Task brief
Please reproduce the article about rising Christmas 2021 costs word for word, in full.

Selected excerpt
::::

Cargo ships have been backed up off the coast of California, and Americans are reporting empty store shelves across the country. Last week financial experts warned that Thanksgiving 2021 may be the most expensive one yet, and now they are weighing in on Christmas 2021. The warning is still the same; Christmas 2021 is set to be the most expensive one in decades.
What is to blame for these dire predictions? According to financial services provider Luca Pautasso, public spending and the supply chain crisis have created ” a perfect storm.” Pautasso said many projections have this upcoming Christmas as the most expensive in the last thirty years.
Inflation is rapidly rising, and it’s impacting everyone’s bottom line. While wages are increasing, the dollar is decreasing in value. People have less disposable income, and wage increases are not enough to fight the rapidly rising inflation that has plagued the country for the last year. Pautasso said “it remains to be seen” how the American public will adapt as prices on goods and fuel continue to rise.
Pautasso predicts that Americans will still try to “outdo” around the holidays, even though the supply chain is chaotic and there is no guarantee that highly-desired products will be on the shelves. The global supply chain crisis that has been ongoing for at least a month is affecting the price of everything, including food.
Experts are recommending that consumers shy away from panic buying, pointing out the toilet paper run in the early days of the pandemic. Panic buying will only make matters worse, driving up the cost of the goods that do make it to the shelves and preventing people from getting necessary items.

::::

Available data
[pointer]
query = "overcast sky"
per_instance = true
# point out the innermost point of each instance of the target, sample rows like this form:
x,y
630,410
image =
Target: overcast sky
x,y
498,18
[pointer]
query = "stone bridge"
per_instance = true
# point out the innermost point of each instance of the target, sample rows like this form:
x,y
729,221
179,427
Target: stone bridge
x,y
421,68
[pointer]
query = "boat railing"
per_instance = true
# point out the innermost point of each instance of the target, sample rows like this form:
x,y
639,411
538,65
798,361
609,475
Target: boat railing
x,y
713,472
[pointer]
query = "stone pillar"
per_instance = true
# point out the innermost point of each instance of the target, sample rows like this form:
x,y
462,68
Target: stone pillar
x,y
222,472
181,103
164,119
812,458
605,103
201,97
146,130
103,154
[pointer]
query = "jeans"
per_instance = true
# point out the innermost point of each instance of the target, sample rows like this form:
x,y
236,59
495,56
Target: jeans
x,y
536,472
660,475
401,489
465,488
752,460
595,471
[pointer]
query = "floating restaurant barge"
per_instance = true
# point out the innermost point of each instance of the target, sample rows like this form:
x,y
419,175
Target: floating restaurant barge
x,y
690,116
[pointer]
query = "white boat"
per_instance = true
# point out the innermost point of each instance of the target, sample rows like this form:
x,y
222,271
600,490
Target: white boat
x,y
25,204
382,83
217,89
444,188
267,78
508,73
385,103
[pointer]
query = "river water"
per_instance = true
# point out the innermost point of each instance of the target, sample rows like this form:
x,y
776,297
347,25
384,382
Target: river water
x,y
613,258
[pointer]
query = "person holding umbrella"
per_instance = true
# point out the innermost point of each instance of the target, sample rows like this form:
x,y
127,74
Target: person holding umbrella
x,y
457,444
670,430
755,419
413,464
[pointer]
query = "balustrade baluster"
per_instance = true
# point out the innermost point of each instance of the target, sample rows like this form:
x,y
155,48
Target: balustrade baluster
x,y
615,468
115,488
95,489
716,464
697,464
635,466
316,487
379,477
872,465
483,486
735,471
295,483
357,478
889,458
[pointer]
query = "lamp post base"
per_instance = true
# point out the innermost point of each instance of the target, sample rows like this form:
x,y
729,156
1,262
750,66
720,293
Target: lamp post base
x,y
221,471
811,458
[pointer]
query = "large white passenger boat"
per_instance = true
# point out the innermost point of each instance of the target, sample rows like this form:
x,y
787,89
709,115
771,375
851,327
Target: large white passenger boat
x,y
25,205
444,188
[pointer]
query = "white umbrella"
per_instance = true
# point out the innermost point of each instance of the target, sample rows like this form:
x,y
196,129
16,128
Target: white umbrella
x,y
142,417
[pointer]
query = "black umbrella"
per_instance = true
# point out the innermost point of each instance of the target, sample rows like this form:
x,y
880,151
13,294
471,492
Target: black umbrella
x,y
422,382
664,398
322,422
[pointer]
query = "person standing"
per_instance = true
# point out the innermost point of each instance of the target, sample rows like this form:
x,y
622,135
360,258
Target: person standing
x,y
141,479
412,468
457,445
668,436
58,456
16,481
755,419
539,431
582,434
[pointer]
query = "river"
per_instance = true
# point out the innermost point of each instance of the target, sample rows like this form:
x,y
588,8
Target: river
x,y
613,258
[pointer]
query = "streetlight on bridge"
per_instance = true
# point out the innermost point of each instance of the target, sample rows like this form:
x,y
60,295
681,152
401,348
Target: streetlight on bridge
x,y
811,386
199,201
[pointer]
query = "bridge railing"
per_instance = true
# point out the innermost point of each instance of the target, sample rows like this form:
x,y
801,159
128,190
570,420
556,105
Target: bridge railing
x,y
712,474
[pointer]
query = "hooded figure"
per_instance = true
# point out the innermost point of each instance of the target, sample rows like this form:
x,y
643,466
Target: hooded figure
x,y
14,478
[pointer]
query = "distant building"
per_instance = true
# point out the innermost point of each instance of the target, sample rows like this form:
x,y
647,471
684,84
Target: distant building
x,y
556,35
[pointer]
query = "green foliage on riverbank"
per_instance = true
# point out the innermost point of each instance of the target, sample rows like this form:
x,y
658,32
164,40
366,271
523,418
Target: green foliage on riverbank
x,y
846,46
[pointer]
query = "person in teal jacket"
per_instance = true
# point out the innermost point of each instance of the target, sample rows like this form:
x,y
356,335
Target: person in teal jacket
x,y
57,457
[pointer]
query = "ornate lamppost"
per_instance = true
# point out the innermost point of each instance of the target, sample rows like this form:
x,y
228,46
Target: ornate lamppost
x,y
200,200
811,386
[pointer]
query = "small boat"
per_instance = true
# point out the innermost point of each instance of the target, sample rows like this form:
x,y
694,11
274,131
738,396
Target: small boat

::::

Result of the task
Cargo ships have been backed up off the coast of California, and Americans are reporting empty store shelves across the country. Last week financial experts warned that Thanksgiving 2021 may be the most expensive one yet, and now they are weighing in on Christmas 2021. The warning is still the same; Christmas 2021 is set to be the most expensive one in decades.
What is to blame for these dire predictions? According to financial services provider Luca Pautasso, public spending and the supply chain crisis have created ” a perfect storm.” Pautasso said many projections have this upcoming Christmas as the most expensive in the last thirty years.
Inflation is rapidly rising, and it’s impacting everyone’s bottom line. While wages are increasing, the dollar is decreasing in value. People have less disposable income, and wage increases are not enough to fight the rapidly rising inflation that has plagued the country for the last year. Pautasso said “it remains to be seen” how the American public will adapt as prices on goods and fuel continue to rise.
Pautasso predicts that Americans will still try to “outdo” around the holidays, even though the supply chain is chaotic and there is no guarantee that highly-desired products will be on the shelves. The global supply chain crisis that has been ongoing for at least a month is affecting the price of everything, including food.
Experts are recommending that consumers shy away from panic buying, pointing out the toilet paper run in the early days of the pandemic. Panic buying will only make matters worse, driving up the cost of the goods that do make it to the shelves and preventing people from getting necessary items.